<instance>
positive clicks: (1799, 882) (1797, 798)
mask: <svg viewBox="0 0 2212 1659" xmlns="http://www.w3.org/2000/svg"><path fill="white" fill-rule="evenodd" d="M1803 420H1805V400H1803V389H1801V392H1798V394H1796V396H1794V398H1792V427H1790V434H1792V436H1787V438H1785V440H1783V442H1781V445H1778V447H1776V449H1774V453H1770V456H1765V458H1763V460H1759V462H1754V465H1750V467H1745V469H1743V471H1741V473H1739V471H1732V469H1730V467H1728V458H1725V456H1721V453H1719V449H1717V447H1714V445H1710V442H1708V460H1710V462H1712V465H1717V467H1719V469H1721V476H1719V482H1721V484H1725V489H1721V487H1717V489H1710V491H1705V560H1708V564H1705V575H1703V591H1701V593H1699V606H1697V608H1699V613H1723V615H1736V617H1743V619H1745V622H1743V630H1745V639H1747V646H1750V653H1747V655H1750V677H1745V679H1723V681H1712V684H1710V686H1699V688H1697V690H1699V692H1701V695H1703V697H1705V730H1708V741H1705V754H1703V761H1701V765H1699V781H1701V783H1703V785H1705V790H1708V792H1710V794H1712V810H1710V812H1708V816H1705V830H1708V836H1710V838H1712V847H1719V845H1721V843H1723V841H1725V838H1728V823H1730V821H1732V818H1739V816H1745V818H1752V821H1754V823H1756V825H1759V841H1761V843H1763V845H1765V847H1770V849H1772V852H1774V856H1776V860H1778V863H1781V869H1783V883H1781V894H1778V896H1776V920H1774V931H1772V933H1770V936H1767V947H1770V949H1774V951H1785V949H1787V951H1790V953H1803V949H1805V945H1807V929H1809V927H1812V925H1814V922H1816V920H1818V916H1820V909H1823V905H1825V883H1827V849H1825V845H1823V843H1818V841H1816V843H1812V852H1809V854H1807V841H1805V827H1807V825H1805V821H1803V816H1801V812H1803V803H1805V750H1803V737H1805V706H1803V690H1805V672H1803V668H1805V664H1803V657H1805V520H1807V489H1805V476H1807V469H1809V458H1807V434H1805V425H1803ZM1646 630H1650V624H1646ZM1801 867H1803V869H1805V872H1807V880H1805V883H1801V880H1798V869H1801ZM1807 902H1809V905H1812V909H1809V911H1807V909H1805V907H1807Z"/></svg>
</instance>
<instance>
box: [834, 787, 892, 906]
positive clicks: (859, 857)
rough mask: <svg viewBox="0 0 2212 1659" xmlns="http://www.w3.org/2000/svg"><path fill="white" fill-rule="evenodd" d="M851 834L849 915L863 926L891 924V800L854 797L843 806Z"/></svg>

==*==

Reproduce all of the material above, substituting "foreground clicks" for each occurrence of "positive clicks" and leaving every other character unchanged.

## TASK OUTPUT
<instance>
foreground clicks: (1799, 882) (1797, 798)
mask: <svg viewBox="0 0 2212 1659" xmlns="http://www.w3.org/2000/svg"><path fill="white" fill-rule="evenodd" d="M1803 420H1805V400H1803V389H1801V392H1798V394H1796V396H1794V398H1792V427H1790V434H1792V436H1787V438H1785V440H1783V442H1781V445H1778V447H1776V449H1774V453H1770V456H1765V458H1763V460H1759V462H1754V465H1750V467H1745V469H1743V471H1741V473H1739V471H1732V469H1730V467H1728V458H1725V456H1721V453H1719V449H1717V447H1714V445H1710V442H1708V460H1710V462H1712V465H1717V467H1719V469H1721V476H1719V482H1721V484H1725V489H1721V487H1717V489H1710V491H1705V560H1708V564H1705V575H1703V591H1701V593H1699V606H1697V608H1699V613H1723V615H1736V617H1743V619H1745V622H1743V630H1745V639H1747V646H1750V653H1747V655H1750V677H1745V679H1723V681H1712V684H1710V686H1699V688H1697V690H1699V692H1701V695H1703V697H1705V730H1708V741H1705V754H1703V761H1701V765H1699V781H1701V783H1703V785H1705V790H1708V792H1710V794H1712V810H1710V812H1708V816H1705V830H1708V836H1710V838H1712V847H1719V845H1721V843H1723V841H1725V838H1728V823H1730V821H1732V818H1739V816H1745V818H1752V821H1754V823H1756V825H1759V841H1761V843H1763V845H1765V847H1770V849H1772V852H1774V856H1776V860H1778V863H1781V869H1783V883H1781V894H1778V896H1776V920H1774V931H1772V933H1770V936H1767V947H1770V949H1774V951H1785V949H1787V951H1790V953H1803V949H1805V945H1807V929H1809V927H1812V925H1814V922H1816V920H1818V916H1820V909H1823V905H1825V883H1827V849H1825V845H1823V843H1818V841H1816V843H1812V852H1809V854H1807V841H1805V827H1807V825H1805V821H1803V816H1801V812H1803V803H1805V750H1803V737H1805V706H1803V690H1805V672H1803V668H1805V664H1803V657H1805V520H1807V489H1805V476H1807V469H1809V458H1807V434H1805V425H1803ZM1646 630H1650V624H1646ZM1801 867H1803V869H1805V872H1807V880H1805V883H1801V880H1798V869H1801ZM1807 902H1809V905H1812V909H1809V911H1807V909H1805V907H1807Z"/></svg>
</instance>
<instance>
box: [834, 787, 892, 906]
foreground clicks: (859, 857)
rough mask: <svg viewBox="0 0 2212 1659" xmlns="http://www.w3.org/2000/svg"><path fill="white" fill-rule="evenodd" d="M851 834L849 915L863 926L891 924V800L854 797L843 806Z"/></svg>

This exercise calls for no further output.